> _EXERCISE OBJECTIVE_:
All the lines below need to be output exactly, apart from any images.

-- DATASET EXCERPTS follows --

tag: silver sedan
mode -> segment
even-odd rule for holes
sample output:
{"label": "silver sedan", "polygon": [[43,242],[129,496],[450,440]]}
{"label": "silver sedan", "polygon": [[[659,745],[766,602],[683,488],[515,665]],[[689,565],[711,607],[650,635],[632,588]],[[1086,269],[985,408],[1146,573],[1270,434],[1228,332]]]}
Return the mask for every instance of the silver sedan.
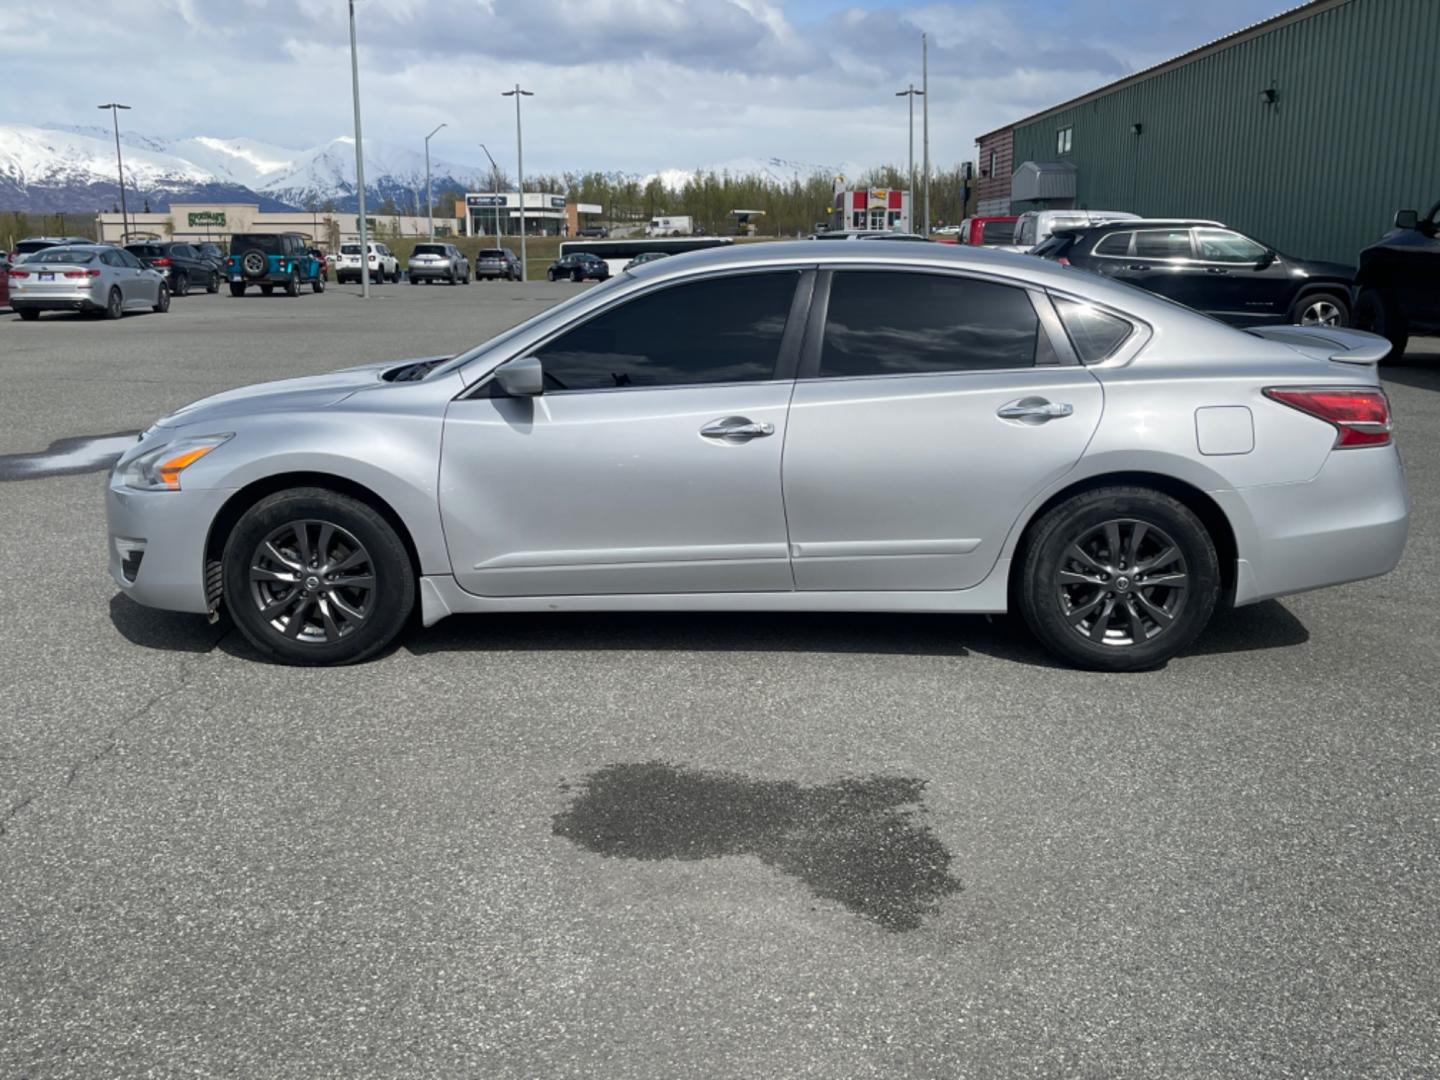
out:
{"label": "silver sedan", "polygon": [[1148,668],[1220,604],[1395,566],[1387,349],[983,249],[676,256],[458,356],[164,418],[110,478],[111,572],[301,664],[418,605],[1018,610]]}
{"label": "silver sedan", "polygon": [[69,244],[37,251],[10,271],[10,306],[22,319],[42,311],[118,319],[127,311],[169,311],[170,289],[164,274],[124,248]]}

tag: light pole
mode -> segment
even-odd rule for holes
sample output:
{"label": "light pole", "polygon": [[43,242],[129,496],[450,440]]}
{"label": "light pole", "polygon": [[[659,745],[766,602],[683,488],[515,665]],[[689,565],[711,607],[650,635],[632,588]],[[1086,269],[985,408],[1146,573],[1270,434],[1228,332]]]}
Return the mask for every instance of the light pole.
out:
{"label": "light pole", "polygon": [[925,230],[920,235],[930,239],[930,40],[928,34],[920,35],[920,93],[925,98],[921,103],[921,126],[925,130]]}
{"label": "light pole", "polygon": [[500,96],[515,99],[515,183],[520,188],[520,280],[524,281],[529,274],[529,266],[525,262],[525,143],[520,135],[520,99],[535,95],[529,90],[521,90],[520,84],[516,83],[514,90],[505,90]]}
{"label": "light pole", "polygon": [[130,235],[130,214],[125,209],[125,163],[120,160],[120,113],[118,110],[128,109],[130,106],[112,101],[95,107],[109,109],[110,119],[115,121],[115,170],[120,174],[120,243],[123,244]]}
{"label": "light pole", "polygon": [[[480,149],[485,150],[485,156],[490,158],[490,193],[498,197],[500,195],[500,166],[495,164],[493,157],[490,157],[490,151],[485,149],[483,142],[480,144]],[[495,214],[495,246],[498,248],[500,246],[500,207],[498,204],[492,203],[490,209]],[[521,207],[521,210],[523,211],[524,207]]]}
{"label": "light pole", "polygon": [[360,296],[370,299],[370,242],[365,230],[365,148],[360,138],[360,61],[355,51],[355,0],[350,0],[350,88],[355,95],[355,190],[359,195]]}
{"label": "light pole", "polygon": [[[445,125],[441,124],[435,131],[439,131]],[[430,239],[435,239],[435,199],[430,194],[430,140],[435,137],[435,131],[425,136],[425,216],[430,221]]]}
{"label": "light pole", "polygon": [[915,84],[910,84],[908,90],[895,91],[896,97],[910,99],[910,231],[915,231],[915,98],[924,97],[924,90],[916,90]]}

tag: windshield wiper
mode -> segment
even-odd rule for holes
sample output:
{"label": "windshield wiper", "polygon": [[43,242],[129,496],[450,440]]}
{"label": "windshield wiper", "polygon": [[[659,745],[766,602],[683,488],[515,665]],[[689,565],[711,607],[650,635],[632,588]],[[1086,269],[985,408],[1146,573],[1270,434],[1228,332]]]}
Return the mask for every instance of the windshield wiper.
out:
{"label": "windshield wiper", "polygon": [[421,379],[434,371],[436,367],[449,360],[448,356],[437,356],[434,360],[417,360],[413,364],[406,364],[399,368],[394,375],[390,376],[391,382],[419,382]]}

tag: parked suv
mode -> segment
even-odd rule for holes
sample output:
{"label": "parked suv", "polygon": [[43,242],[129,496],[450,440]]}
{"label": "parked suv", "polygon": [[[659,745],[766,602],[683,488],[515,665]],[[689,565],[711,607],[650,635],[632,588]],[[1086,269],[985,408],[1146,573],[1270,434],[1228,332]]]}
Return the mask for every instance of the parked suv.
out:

-- DATASET EXCERPTS concluded --

> _ANSWER TO THE PROBLEM_:
tag: silver sedan
mode -> segment
even-odd rule for holes
sample output:
{"label": "silver sedan", "polygon": [[43,242],[129,496],[450,440]]}
{"label": "silver sedan", "polygon": [[[659,745],[766,602],[683,488],[515,665]],[[689,565],[711,607],[650,635],[632,588]],[[1086,269],[985,408],[1146,573],[1270,434],[1228,332]]]}
Return the mask for every instance of the silver sedan.
out:
{"label": "silver sedan", "polygon": [[1148,668],[1220,604],[1395,566],[1387,349],[983,249],[676,256],[458,356],[164,418],[110,478],[111,572],[301,664],[418,605],[1018,610]]}
{"label": "silver sedan", "polygon": [[69,244],[37,251],[10,271],[10,306],[22,319],[42,311],[118,319],[127,311],[169,311],[170,289],[164,274],[124,248]]}

tag: light pole
mode -> segment
even-odd rule for holes
sample output:
{"label": "light pole", "polygon": [[43,242],[129,496],[450,440]]}
{"label": "light pole", "polygon": [[[659,745],[766,602],[683,488],[515,665]],[[689,565],[711,607],[650,635],[632,588]],[[1086,269],[985,408],[1146,573],[1270,434],[1228,332]]]}
Return the mask for every instance of the light pole.
out:
{"label": "light pole", "polygon": [[925,230],[920,235],[930,239],[930,40],[928,34],[920,35],[920,93],[925,98],[921,103],[921,126],[925,130]]}
{"label": "light pole", "polygon": [[500,96],[515,99],[515,183],[520,188],[520,280],[524,281],[529,274],[529,266],[525,262],[525,143],[520,135],[520,99],[535,95],[529,90],[521,90],[520,84],[516,83],[514,90],[505,90]]}
{"label": "light pole", "polygon": [[130,235],[130,214],[125,209],[125,163],[120,160],[120,113],[118,110],[128,109],[130,106],[112,101],[95,107],[109,109],[110,119],[115,121],[115,170],[120,174],[120,243],[123,244]]}
{"label": "light pole", "polygon": [[[480,149],[485,150],[485,156],[490,158],[490,193],[498,197],[500,195],[500,166],[495,164],[493,157],[490,157],[490,151],[485,149],[483,142],[480,144]],[[495,214],[495,246],[498,248],[500,246],[500,207],[498,204],[492,203],[490,209]],[[521,207],[521,210],[523,211],[524,207]]]}
{"label": "light pole", "polygon": [[360,296],[370,299],[370,242],[365,230],[365,148],[360,138],[360,61],[355,51],[355,0],[350,0],[350,88],[355,95],[355,190],[359,195]]}
{"label": "light pole", "polygon": [[[445,125],[441,124],[435,131],[439,131]],[[430,239],[435,239],[435,199],[430,194],[430,140],[435,137],[435,131],[425,136],[425,216],[430,221]]]}
{"label": "light pole", "polygon": [[915,84],[910,84],[908,90],[895,91],[896,97],[910,99],[910,231],[915,231],[915,98],[924,97],[924,90],[916,90]]}

tag: windshield wiper
mode -> segment
even-odd rule for holes
sample output:
{"label": "windshield wiper", "polygon": [[43,242],[129,496],[450,440]]}
{"label": "windshield wiper", "polygon": [[[659,745],[766,602],[683,488],[515,665]],[[689,565],[711,607],[650,635],[632,588]],[[1086,269],[985,408],[1146,573],[1270,434],[1228,332]]]}
Return the mask for every instance of the windshield wiper.
out:
{"label": "windshield wiper", "polygon": [[421,379],[434,371],[436,367],[449,360],[448,356],[437,356],[434,360],[417,360],[413,364],[406,364],[399,368],[394,375],[390,376],[391,382],[419,382]]}

tag: parked suv
mode -> segment
even-odd rule for holes
sample output:
{"label": "parked suv", "polygon": [[43,242],[129,496],[450,440]]}
{"label": "parked suv", "polygon": [[[659,745],[766,602],[683,488],[515,665]],[[689,565],[711,607],[650,635],[632,588]],[[1086,269],[985,408],[1146,573],[1270,434],[1228,332]]]}
Return the mask for every instance of the parked suv.
out:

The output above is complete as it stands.